Burkhard Müller-Ullrich / 29.12.2021 / 12:00 / Foto: Pixabay.de / 104 / Seite ausdrucken

Hausverbot für Reitschuster, Platzverweis für Broder

Ein kurzer Blick hinter die Kulissen der Bundespressekonferenz, einer Berliner NGO mit der Lizenz zum Ausgrenzen. Jetzt hat sie zwei Querulanten gemaßregelt, Reitschuster und Broder.

Die Bundespressekonferenz ist eine sehr deutsche, geradezu bundesrepublikanische Einrichtung. In den meisten Ländern der Welt werden Regierungspressekonferenzen von den Regierungen veranstaltet, und Journalisten, die daran teilnehmen und die goldenen Worte der Regierenden im Original erhaschen wollen, müssen sich bei irgendwelchen Regierungsstellen akkreditieren lassen.

In der Bundesrepublik Deutschland möchte man zeigen, dass die Presse ganz besonders unabhängig ist. Deshalb ist die Bundespressekonferenz ein privater Journalistenverein, der als Veranstalter jener Begegnungen von Medienvertretern und Regierungsvertretern fungiert, bei denen gefragt und manchmal auch nachgefragt werden darf. 

Die Mitgliedschaft in diesem Verein wird durch dessen Satzung geregelt. Dort heißt es:

„Der Verein ist ein Zusammenschluss deutscher Parlamentskorrespondenten, die aus Berlin und/oder Bonn ständig und weit überwiegend über die Bundespolitik berichten. Die Korrespondententätigkeit muss hauptberuflich als angestellte(r) Redakteur(in) oder freie(r) Journalist(in) für Tageszeitungen, Wochenzeitungen, Wochen- und Monatszeitschriften, Nachrichtenagenturen, Presse- und Informationsdienste oder elektronische Medien ausgeübt werden, die ausschließlich gegen Entgelt verbreitet werden und einer sachlichen Information der Öffentlichkeit über das politische Geschehen dienen. Den in Satz 2 aufgeführten Medien sind Hörfunk- und Fernsehanstalten sowie Online-Medien gleichgestellt.“ 

Der Kanzlerkorrespondent als Rausschmeißer

Unter Berufung auf diese Statuten und unter Absehung von deutscher Rechtschreibung hat der Vorsitzende des Mitgliedsausschusses Joerg Blank, seines Zeichens „Kanzlerkorrespondent“ bei der Deutschen Presse-Agentur, dem freien Journalisten Boris Reitschuster kürzlich dessen Rauswurf mitgeteilt, weil er seine „Tätigkeit aus Berlin oder Bonn für eine Firma, die in Deutschland ansässig ist, ausüben“ müsse. Jedoch: „Ein aktuelles Impressum der Webpage http://www.reitschuster.de weißt (sic!) eine Firma und Tätigkeit in Montenegro aus.“ 

Tatsächlich wohnt Reitschuster in Montenegro an den warmen Gestaden des Mittelmeers, und man kann es den Blanks und dem ganzen Berliner Bundespressekonferenzvorstand durchaus nachfühlen, dass ihnen dieser Umstand schlechte Laune macht. Dank der modernen Möglichkeiten der Luftfahrt vermag Reitschuster aber durchaus seiner Tätigkeit als aufmerksamer Besucher von Regierungspressekonferenzen in Berlin nachzugehen.
++++++++++
Was zu tun ist:
a - In welchem Land wohnt Boris Reitschuster laut dem Textauszug?
b - Gib den Textauszug von „Die Bundespressekonferenz ist“ bis „Regierungsstellen akkreditieren lassen.“ wortgetreu aus.
Das Material spielt hierfür keine Rolle.

Gespeicherte Daten:
++++++++++
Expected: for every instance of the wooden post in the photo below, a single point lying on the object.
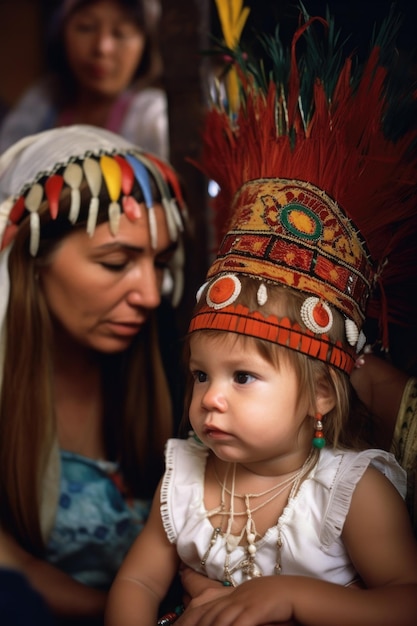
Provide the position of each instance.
(184, 32)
++++++++++
Richtige Antworten:
a - Reitschuster wohnt in Montenegro.

b -
Die Bundespressekonferenz ist eine sehr deutsche, geradezu bundesrepublikanische Einrichtung. In den meisten Ländern der Welt werden Regierungspressekonferenzen von den Regierungen veranstaltet, und Journalisten, die daran teilnehmen und die goldenen Worte der Regierenden im Original erhaschen wollen, müssen sich bei irgendwelchen Regierungsstellen akkreditieren lassen.